▶ _TASK DETAILS_:
Please reproduce the stretch of the Yankees column from "7. All of those" through "a Yankees uniform.", switching "uniform" to "jersey" wherever it appears.

After 2023, Steinbrenner said the season was “unacceptable” and then didn’t fire a single employee. Cashman has blown through more than $3 billion of payroll over the last 15 years while producing one embarrassing World Series appearance. Boone has a litany of performance-related excuses for his players after every single game and those players spend all season talking about tomorrow until there are no more tomorrows and then they talk about next year. Boone mentioned already looking forward to next year in his statement after being retained.

6. “I think he’s a really, really good manager,” Cashman said. “I think we’re lucky to have him.”

If I had a dollar for every sarcastic congratulatory text I received from friends who are fans of rival teams when Boone’s 2025 option was exercised, I could buy the Yankees from the Steinbrenners and re-sign Soto myself. That’s the first indication you know you aren’t “lucky” to have the manager you have of your favorite team: when everyone who isn’t a fan of your team is happy he’s still the manager.

7. All of those same friends have also chimed in to let me know Soto would be signing with their team, whether it’s the Dodgers, Mets or Phillies. They all think the best hitter in the world will be wearing their team’s uniform in 2025. There’s nothing for me to say to rebut them since I think they are right. When I watched Soto sitting in his pinstripes in the dugout looking at out the Dodgers, I think that was the last time I will see him wearing a Yankees uniform.

Since the moment the Yankees traded for Soto I have repeatedly written how I will walk away from the Yankees and baseball if he is not a Yankee for 2025 and beyond, and I’m holding to that. If Soto isn’t a Yankee for 2025 and beyond, I won’t be around to watch. I will learn an instrument or a new language or do whatever people who don’t watch baseball daily from late-March through October do. If the team that makes more than any other team can’t sign the player who is expected to make more money than any other player, then what’s the point?

▶ _DATA EXTRACT_:

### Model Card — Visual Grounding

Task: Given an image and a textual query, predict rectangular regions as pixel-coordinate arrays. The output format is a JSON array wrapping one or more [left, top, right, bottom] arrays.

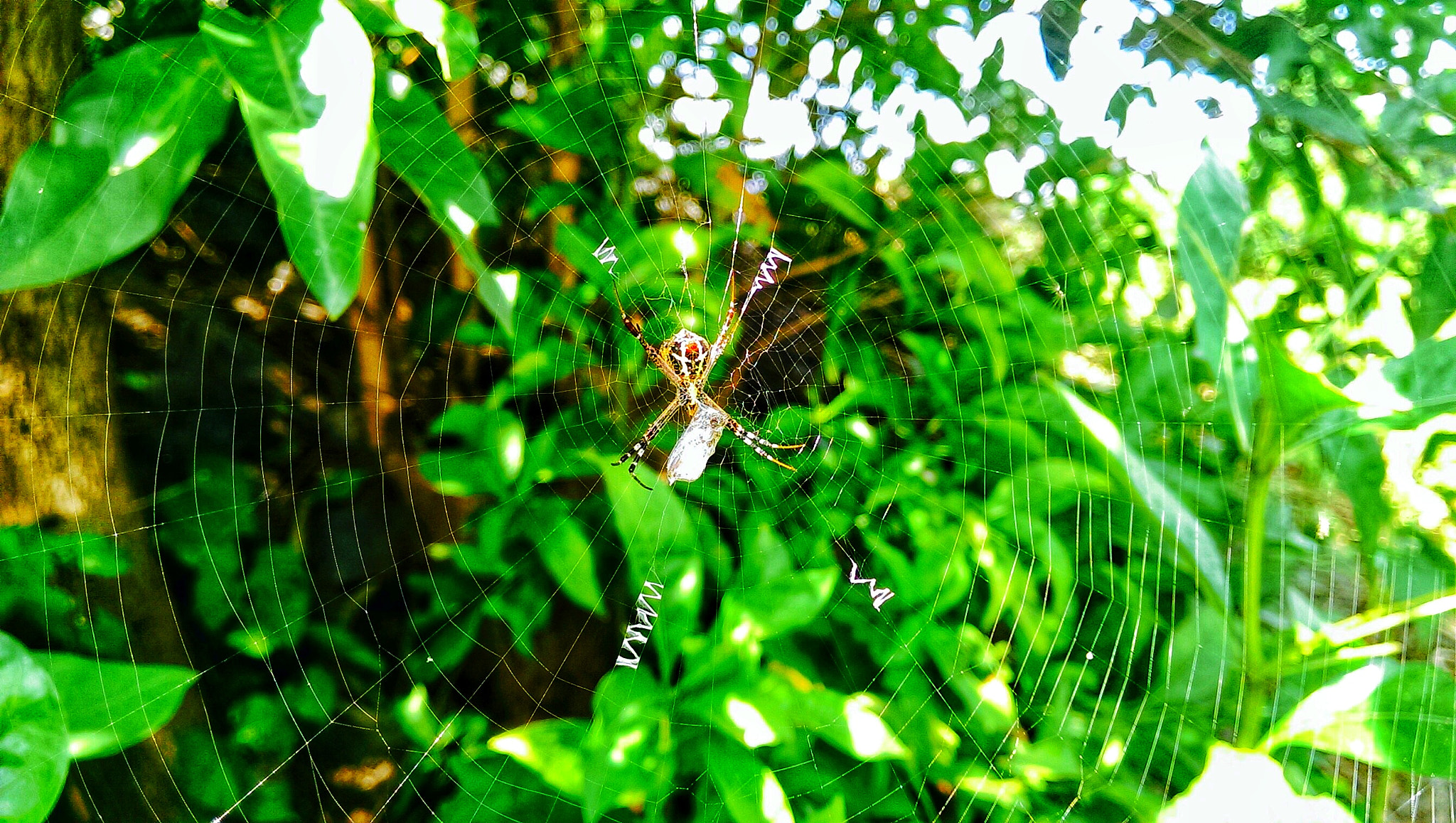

▶ _REPLY_:
7. All of those same friends have also chimed in to let me know Soto would be signing with their team, whether it’s the Dodgers, Mets or Phillies. They all think the best hitter in the world will be wearing their team’s jersey in 2025. There’s nothing for me to say to rebut them since I think they are right. When I watched Soto sitting in his pinstripes in the dugout looking at out the Dodgers, I think that was the last time I will see him wearing a Yankees jersey.